**Short task:** Pick out every line below that contains the word "truck", and copy each one.

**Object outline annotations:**

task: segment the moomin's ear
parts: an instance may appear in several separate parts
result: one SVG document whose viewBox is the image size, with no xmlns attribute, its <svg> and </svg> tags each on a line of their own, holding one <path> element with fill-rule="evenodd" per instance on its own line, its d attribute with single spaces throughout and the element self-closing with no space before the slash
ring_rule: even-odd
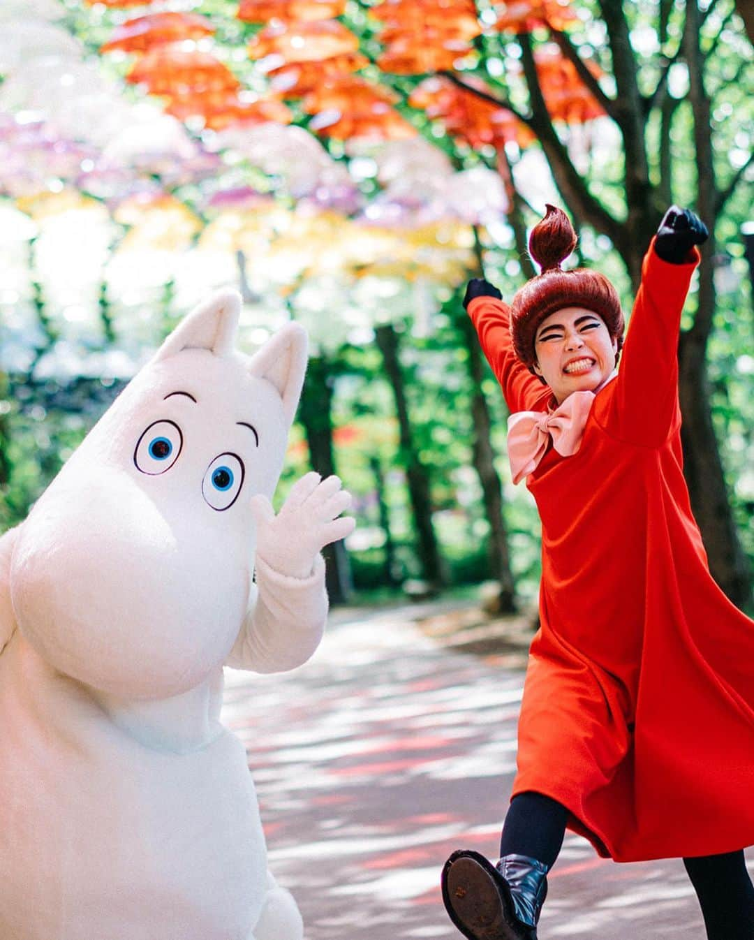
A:
<svg viewBox="0 0 754 940">
<path fill-rule="evenodd" d="M 237 290 L 219 290 L 181 321 L 154 358 L 165 359 L 186 349 L 228 355 L 235 345 L 240 314 L 241 294 Z"/>
<path fill-rule="evenodd" d="M 301 398 L 307 349 L 304 327 L 299 323 L 286 323 L 249 361 L 249 373 L 266 379 L 277 389 L 289 424 L 292 424 Z"/>
</svg>

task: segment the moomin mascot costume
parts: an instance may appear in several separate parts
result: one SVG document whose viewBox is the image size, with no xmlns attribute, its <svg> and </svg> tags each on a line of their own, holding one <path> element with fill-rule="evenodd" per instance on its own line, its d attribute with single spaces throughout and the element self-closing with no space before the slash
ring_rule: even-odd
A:
<svg viewBox="0 0 754 940">
<path fill-rule="evenodd" d="M 336 477 L 273 495 L 306 362 L 196 308 L 0 540 L 0 937 L 301 940 L 267 868 L 223 665 L 304 663 Z M 252 578 L 252 572 L 256 577 Z"/>
</svg>

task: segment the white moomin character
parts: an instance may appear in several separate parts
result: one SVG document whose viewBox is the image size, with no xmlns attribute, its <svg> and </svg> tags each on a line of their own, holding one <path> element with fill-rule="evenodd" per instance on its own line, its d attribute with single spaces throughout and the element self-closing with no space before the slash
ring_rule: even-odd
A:
<svg viewBox="0 0 754 940">
<path fill-rule="evenodd" d="M 179 324 L 0 540 L 3 940 L 303 935 L 223 665 L 308 659 L 319 553 L 353 520 L 317 474 L 274 513 L 306 337 L 242 356 L 239 310 L 226 291 Z"/>
</svg>

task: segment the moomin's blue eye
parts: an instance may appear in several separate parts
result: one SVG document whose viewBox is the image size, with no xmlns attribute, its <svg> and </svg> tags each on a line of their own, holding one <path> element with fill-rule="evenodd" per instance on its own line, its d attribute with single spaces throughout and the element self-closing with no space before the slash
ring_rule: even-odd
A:
<svg viewBox="0 0 754 940">
<path fill-rule="evenodd" d="M 233 485 L 233 471 L 230 467 L 217 467 L 212 472 L 212 486 L 215 490 L 225 493 Z"/>
<path fill-rule="evenodd" d="M 166 461 L 173 452 L 173 445 L 166 437 L 155 437 L 149 442 L 149 454 L 156 461 Z"/>
<path fill-rule="evenodd" d="M 183 447 L 183 435 L 175 421 L 153 421 L 138 439 L 134 451 L 136 467 L 149 477 L 169 470 Z"/>
<path fill-rule="evenodd" d="M 218 512 L 229 509 L 243 486 L 243 462 L 238 454 L 219 454 L 207 467 L 201 493 L 207 504 Z"/>
</svg>

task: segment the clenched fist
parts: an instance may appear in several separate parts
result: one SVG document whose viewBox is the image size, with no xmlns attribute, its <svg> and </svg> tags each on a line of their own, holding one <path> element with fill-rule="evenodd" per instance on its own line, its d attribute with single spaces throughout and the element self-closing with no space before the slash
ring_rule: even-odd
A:
<svg viewBox="0 0 754 940">
<path fill-rule="evenodd" d="M 322 549 L 351 535 L 356 525 L 340 515 L 351 505 L 351 494 L 341 489 L 338 477 L 306 474 L 291 487 L 277 515 L 261 494 L 252 496 L 250 505 L 257 555 L 280 574 L 295 578 L 308 577 Z"/>
<path fill-rule="evenodd" d="M 709 237 L 707 227 L 699 215 L 690 209 L 670 206 L 657 229 L 654 250 L 664 261 L 684 264 L 694 245 L 703 244 Z"/>
</svg>

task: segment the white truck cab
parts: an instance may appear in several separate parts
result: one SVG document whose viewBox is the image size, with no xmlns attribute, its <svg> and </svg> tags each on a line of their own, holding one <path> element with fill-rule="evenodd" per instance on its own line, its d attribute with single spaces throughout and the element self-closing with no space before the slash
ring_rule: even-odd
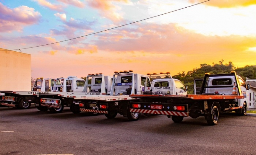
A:
<svg viewBox="0 0 256 155">
<path fill-rule="evenodd" d="M 35 82 L 32 91 L 37 92 L 51 92 L 54 83 L 54 78 L 37 78 Z"/>
<path fill-rule="evenodd" d="M 83 91 L 106 93 L 109 95 L 112 87 L 112 76 L 104 76 L 101 73 L 89 74 L 86 77 Z"/>
<path fill-rule="evenodd" d="M 84 83 L 84 80 L 76 76 L 69 76 L 66 78 L 59 78 L 54 80 L 53 91 L 81 92 Z"/>
<path fill-rule="evenodd" d="M 187 86 L 185 87 L 179 80 L 173 78 L 169 72 L 159 74 L 154 73 L 147 78 L 144 94 L 154 95 L 174 95 L 185 96 L 187 94 Z M 161 77 L 164 77 L 162 78 Z M 150 78 L 152 80 L 150 82 Z"/>
<path fill-rule="evenodd" d="M 142 93 L 147 76 L 132 72 L 131 70 L 115 72 L 110 95 Z"/>
</svg>

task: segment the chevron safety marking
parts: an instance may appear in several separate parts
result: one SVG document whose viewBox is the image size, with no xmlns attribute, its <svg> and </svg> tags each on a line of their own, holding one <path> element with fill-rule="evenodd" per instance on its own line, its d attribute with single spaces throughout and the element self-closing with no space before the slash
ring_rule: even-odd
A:
<svg viewBox="0 0 256 155">
<path fill-rule="evenodd" d="M 8 106 L 8 107 L 15 107 L 15 105 L 13 104 L 9 104 L 8 103 L 1 103 L 0 104 L 1 105 L 3 105 L 3 106 Z"/>
<path fill-rule="evenodd" d="M 140 109 L 133 108 L 130 108 L 130 112 L 132 112 L 132 113 L 149 114 L 157 114 L 163 115 L 171 115 L 173 116 L 180 116 L 185 117 L 188 117 L 188 113 L 187 112 L 165 111 L 164 110 L 155 110 L 150 109 Z"/>
<path fill-rule="evenodd" d="M 45 103 L 41 103 L 41 106 L 44 106 L 45 107 L 52 107 L 56 108 L 59 108 L 60 106 L 56 106 L 55 105 L 51 105 L 50 104 L 45 104 Z"/>
<path fill-rule="evenodd" d="M 240 106 L 240 107 L 231 107 L 230 108 L 230 110 L 236 109 L 242 109 L 243 108 L 243 106 Z"/>
<path fill-rule="evenodd" d="M 108 111 L 104 111 L 103 110 L 95 110 L 92 109 L 84 109 L 83 108 L 80 108 L 80 111 L 86 111 L 87 112 L 91 112 L 92 113 L 98 113 L 100 114 L 108 114 Z"/>
</svg>

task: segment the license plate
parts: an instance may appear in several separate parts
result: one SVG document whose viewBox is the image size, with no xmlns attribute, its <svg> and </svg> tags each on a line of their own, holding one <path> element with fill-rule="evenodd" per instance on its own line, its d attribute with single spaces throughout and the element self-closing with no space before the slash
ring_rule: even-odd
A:
<svg viewBox="0 0 256 155">
<path fill-rule="evenodd" d="M 97 106 L 96 105 L 96 104 L 90 103 L 90 107 L 96 107 Z"/>
<path fill-rule="evenodd" d="M 163 109 L 163 106 L 158 104 L 151 104 L 150 105 L 151 109 Z"/>
</svg>

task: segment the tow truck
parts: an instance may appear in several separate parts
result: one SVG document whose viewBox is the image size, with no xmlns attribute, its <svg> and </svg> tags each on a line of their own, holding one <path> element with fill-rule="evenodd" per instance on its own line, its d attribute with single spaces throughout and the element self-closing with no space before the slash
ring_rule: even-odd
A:
<svg viewBox="0 0 256 155">
<path fill-rule="evenodd" d="M 201 87 L 196 84 L 201 84 Z M 139 99 L 131 101 L 130 111 L 167 115 L 175 122 L 180 122 L 184 117 L 196 118 L 205 117 L 209 125 L 219 122 L 219 114 L 235 111 L 238 115 L 246 114 L 250 85 L 235 72 L 230 73 L 210 75 L 205 73 L 202 80 L 194 82 L 197 93 L 183 96 L 161 94 L 131 94 Z"/>
<path fill-rule="evenodd" d="M 130 121 L 137 120 L 140 114 L 130 112 L 128 107 L 130 101 L 139 100 L 129 95 L 142 93 L 147 76 L 134 73 L 132 70 L 115 73 L 109 96 L 76 96 L 74 102 L 79 104 L 81 111 L 103 114 L 108 118 L 114 118 L 119 113 Z"/>
<path fill-rule="evenodd" d="M 72 83 L 81 82 L 81 80 L 76 80 L 76 82 Z M 66 81 L 64 78 L 60 78 L 55 83 L 53 93 L 41 95 L 40 103 L 36 105 L 39 108 L 38 109 L 41 111 L 46 111 L 49 109 L 53 113 L 60 113 L 63 111 L 64 106 L 66 106 L 70 107 L 70 110 L 73 113 L 80 113 L 81 111 L 79 109 L 79 103 L 74 100 L 74 98 L 77 97 L 86 97 L 90 95 L 94 97 L 106 95 L 110 91 L 112 80 L 112 76 L 104 76 L 101 73 L 89 74 L 86 77 L 85 83 L 83 82 L 82 84 L 78 85 L 80 87 L 77 89 L 78 91 L 72 91 L 70 92 L 70 90 L 72 89 L 67 88 L 68 91 L 65 92 L 67 90 L 65 88 L 68 87 L 67 85 L 66 86 L 61 84 L 65 83 Z M 68 82 L 66 83 L 67 84 Z M 92 113 L 93 114 L 97 113 Z"/>
<path fill-rule="evenodd" d="M 54 79 L 37 78 L 32 91 L 0 91 L 2 94 L 0 105 L 4 107 L 17 107 L 21 109 L 28 109 L 31 103 L 40 101 L 39 95 L 51 91 L 51 85 Z"/>
<path fill-rule="evenodd" d="M 64 106 L 70 107 L 70 102 L 73 102 L 71 98 L 65 98 L 63 95 L 65 94 L 69 97 L 81 93 L 85 87 L 84 80 L 76 76 L 57 78 L 54 80 L 52 91 L 48 93 L 41 94 L 39 101 L 36 103 L 36 107 L 42 111 L 49 109 L 53 113 L 61 113 Z M 73 108 L 73 107 L 71 107 Z"/>
</svg>

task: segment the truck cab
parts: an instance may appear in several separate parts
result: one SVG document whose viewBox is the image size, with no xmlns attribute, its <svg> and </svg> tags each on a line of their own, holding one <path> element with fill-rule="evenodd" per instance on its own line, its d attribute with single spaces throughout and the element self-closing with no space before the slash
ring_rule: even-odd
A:
<svg viewBox="0 0 256 155">
<path fill-rule="evenodd" d="M 54 80 L 53 78 L 37 78 L 35 82 L 32 91 L 37 92 L 52 91 Z"/>
<path fill-rule="evenodd" d="M 174 95 L 185 96 L 187 94 L 187 86 L 185 87 L 179 80 L 172 78 L 169 72 L 150 74 L 147 78 L 144 94 Z M 164 77 L 163 78 L 161 77 Z M 150 82 L 150 79 L 152 80 Z"/>
<path fill-rule="evenodd" d="M 249 98 L 247 97 L 249 96 L 247 91 L 251 86 L 250 84 L 246 85 L 239 75 L 231 75 L 235 73 L 235 72 L 232 71 L 230 76 L 220 74 L 218 76 L 211 76 L 206 73 L 205 76 L 207 78 L 204 80 L 194 81 L 194 94 L 243 96 L 244 99 L 237 100 L 238 105 L 243 106 L 244 103 L 247 105 L 247 103 L 249 103 Z"/>
<path fill-rule="evenodd" d="M 132 70 L 115 72 L 110 95 L 142 93 L 147 76 L 132 72 Z"/>
<path fill-rule="evenodd" d="M 101 73 L 89 74 L 86 78 L 83 91 L 103 93 L 109 95 L 112 87 L 112 76 L 104 76 Z"/>
<path fill-rule="evenodd" d="M 67 78 L 59 78 L 55 79 L 53 92 L 81 92 L 84 86 L 84 80 L 74 76 Z"/>
</svg>

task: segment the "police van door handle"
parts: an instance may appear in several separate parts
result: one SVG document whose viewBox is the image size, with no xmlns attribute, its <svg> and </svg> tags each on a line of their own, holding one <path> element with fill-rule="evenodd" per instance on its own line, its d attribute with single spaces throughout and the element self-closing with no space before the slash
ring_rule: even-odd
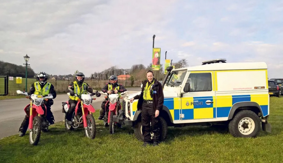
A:
<svg viewBox="0 0 283 163">
<path fill-rule="evenodd" d="M 210 102 L 205 102 L 205 103 L 207 104 L 211 103 L 213 103 L 213 101 L 210 101 Z"/>
</svg>

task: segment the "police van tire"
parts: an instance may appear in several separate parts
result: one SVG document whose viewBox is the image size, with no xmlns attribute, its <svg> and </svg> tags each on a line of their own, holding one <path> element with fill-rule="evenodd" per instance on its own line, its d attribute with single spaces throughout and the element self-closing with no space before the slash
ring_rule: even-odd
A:
<svg viewBox="0 0 283 163">
<path fill-rule="evenodd" d="M 260 128 L 260 120 L 253 111 L 241 110 L 230 122 L 229 128 L 230 134 L 235 137 L 255 137 Z"/>
<path fill-rule="evenodd" d="M 160 141 L 165 141 L 167 138 L 168 134 L 168 128 L 166 121 L 163 118 L 159 117 L 159 131 L 160 132 L 159 140 Z M 142 121 L 137 123 L 134 128 L 135 136 L 138 140 L 144 141 L 144 136 L 142 132 Z"/>
</svg>

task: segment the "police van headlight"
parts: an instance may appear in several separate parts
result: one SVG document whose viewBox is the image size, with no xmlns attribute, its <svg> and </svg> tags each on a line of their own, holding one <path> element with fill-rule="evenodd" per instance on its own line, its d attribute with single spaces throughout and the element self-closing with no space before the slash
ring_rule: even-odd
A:
<svg viewBox="0 0 283 163">
<path fill-rule="evenodd" d="M 39 106 L 41 104 L 42 100 L 34 100 L 34 104 L 36 105 Z"/>
<path fill-rule="evenodd" d="M 90 102 L 91 101 L 91 99 L 88 99 L 87 100 L 85 100 L 85 103 L 87 105 L 90 104 Z"/>
</svg>

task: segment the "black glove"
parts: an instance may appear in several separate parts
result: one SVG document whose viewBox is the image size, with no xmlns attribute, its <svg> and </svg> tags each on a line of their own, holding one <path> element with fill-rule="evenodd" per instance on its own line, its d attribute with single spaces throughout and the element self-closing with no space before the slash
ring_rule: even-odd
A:
<svg viewBox="0 0 283 163">
<path fill-rule="evenodd" d="M 101 94 L 97 92 L 95 93 L 95 95 L 96 96 L 96 97 L 99 97 L 101 95 Z"/>
<path fill-rule="evenodd" d="M 71 91 L 70 92 L 70 96 L 74 96 L 75 95 L 75 92 L 73 91 Z"/>
</svg>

**Result of the task:**
task: segment the white truck cab
task: segment the tow truck
task: segment the truck cab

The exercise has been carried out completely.